TASK PROMPT. Repeat exactly the lines running from the first line of the data to the line containing "Target: dark muskox head", both ends included, and nothing else; drop the pictures.

Natural-language object grounding data:

──────────────────────────────

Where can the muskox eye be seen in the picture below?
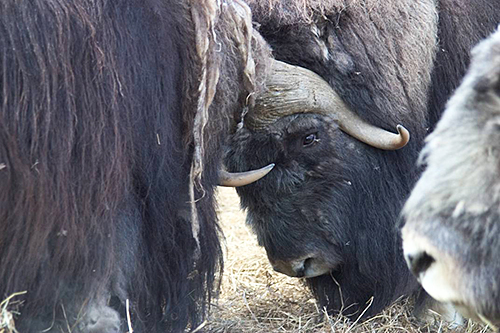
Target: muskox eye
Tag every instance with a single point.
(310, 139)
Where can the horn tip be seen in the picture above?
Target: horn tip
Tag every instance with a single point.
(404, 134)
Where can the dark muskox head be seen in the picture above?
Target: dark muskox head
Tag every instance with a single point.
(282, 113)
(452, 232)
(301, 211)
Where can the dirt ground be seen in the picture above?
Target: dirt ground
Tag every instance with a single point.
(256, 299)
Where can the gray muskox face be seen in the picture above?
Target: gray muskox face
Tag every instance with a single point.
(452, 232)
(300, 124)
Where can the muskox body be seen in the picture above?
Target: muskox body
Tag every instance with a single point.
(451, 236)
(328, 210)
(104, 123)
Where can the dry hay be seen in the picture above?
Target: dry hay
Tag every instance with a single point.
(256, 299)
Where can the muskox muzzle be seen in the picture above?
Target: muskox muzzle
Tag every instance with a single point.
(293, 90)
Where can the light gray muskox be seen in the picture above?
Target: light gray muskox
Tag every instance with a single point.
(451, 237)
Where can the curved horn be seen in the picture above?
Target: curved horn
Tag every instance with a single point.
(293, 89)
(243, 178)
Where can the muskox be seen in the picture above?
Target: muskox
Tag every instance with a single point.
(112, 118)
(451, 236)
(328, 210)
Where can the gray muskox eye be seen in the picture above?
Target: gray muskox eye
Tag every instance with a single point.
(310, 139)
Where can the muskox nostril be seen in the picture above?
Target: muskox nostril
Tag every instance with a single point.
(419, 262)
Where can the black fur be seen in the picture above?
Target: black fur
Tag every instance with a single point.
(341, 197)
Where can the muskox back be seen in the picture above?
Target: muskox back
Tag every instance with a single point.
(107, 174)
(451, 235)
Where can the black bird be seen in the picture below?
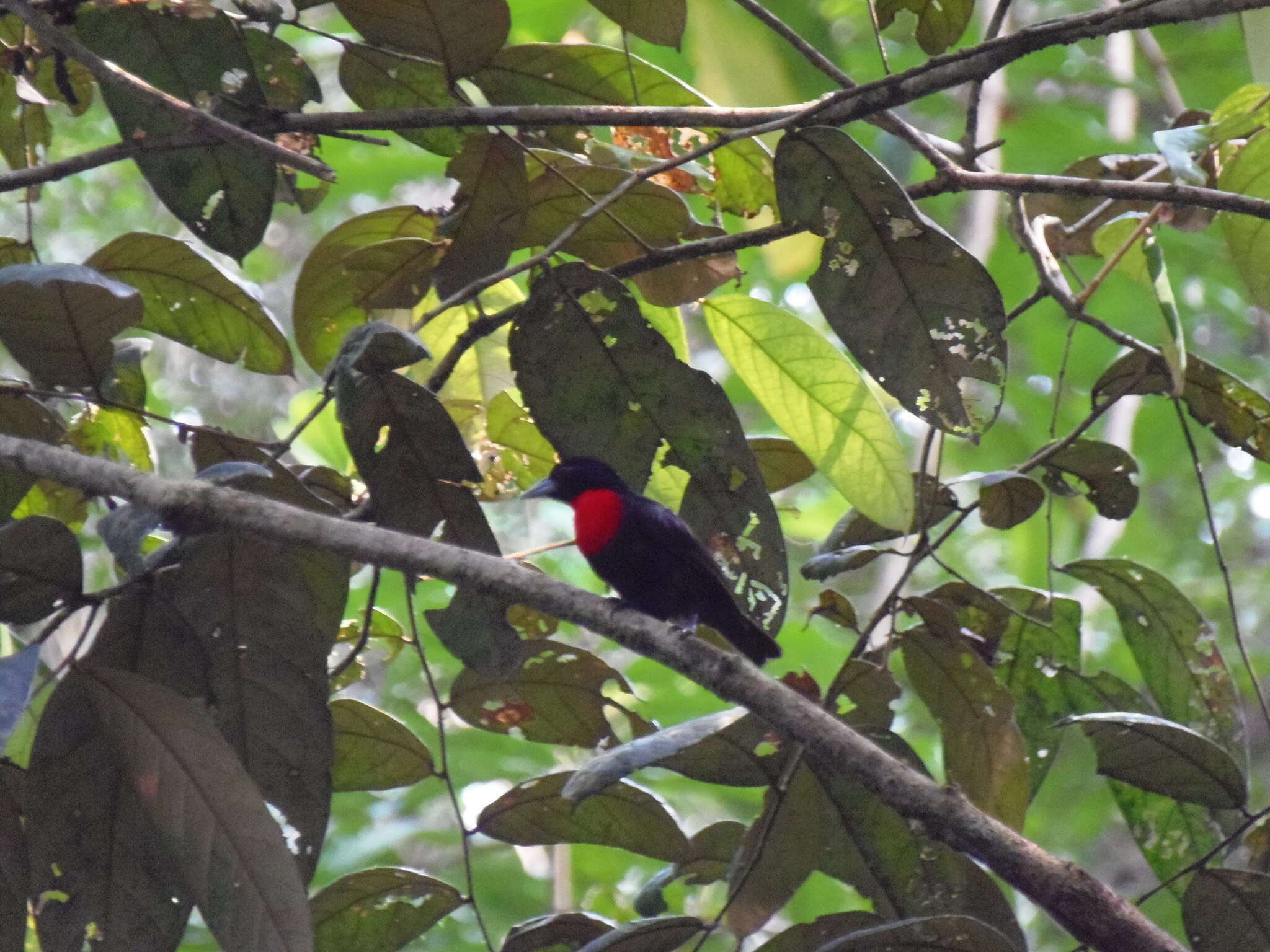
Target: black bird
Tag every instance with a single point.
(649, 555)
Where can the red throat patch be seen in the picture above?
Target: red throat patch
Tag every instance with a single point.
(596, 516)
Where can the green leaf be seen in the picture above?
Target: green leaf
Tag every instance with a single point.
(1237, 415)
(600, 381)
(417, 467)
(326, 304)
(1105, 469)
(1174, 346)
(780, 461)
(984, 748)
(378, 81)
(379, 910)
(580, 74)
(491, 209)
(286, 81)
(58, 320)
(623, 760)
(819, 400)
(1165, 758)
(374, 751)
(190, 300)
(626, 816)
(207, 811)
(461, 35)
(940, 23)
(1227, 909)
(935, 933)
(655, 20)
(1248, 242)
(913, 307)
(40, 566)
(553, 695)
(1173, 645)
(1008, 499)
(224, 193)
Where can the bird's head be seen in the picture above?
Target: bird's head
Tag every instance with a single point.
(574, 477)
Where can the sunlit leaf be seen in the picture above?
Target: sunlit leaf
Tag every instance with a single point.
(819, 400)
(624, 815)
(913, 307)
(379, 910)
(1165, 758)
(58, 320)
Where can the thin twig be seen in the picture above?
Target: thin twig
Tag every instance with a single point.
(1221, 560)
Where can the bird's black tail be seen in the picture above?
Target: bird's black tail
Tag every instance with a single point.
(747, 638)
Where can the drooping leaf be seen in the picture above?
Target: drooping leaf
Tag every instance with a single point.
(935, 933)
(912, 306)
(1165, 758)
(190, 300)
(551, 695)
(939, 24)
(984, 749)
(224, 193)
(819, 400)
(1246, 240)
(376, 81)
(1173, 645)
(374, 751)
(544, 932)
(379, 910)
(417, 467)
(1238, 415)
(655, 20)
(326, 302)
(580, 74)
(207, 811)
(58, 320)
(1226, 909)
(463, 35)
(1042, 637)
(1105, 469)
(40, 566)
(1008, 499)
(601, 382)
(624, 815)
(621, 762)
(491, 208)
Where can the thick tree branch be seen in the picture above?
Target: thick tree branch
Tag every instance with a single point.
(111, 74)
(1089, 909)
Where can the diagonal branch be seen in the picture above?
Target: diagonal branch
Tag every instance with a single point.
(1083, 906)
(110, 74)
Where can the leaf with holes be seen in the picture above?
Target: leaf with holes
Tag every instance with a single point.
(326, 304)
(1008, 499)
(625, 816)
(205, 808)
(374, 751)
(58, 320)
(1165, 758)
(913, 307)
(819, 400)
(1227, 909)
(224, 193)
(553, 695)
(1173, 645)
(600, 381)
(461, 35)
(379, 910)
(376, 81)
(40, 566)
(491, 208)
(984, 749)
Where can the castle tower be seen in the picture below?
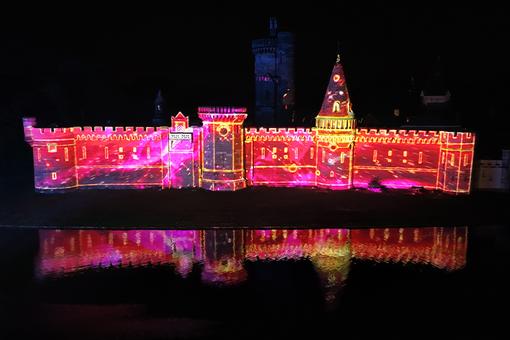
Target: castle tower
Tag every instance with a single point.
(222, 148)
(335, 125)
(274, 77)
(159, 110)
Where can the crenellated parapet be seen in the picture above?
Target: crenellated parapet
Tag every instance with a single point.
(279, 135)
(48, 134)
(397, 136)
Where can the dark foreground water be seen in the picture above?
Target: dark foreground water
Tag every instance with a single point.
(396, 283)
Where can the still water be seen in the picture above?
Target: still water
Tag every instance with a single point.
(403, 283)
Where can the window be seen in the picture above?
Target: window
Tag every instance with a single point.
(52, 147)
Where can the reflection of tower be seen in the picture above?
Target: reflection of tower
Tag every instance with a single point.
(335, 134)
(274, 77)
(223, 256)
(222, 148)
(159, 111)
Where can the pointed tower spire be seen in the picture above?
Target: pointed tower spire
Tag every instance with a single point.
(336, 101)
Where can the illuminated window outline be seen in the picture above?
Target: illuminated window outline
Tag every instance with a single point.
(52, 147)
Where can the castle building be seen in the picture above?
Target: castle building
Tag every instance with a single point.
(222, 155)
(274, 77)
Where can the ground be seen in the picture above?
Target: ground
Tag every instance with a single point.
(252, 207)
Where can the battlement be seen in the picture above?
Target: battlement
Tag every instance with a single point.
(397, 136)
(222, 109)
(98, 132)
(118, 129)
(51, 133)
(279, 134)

──────────────────────────────

SOLUTION.
Where can the muskox eye be seen in the picture below?
Target: muskox eye
Tag every instance with a single point.
(310, 139)
Where can the horn tip be seen in the picture above?
Target: horn tip
Tag every instance with a single point.
(404, 134)
Where can the dark muskox head be seen in the picture above?
Target: dark muskox head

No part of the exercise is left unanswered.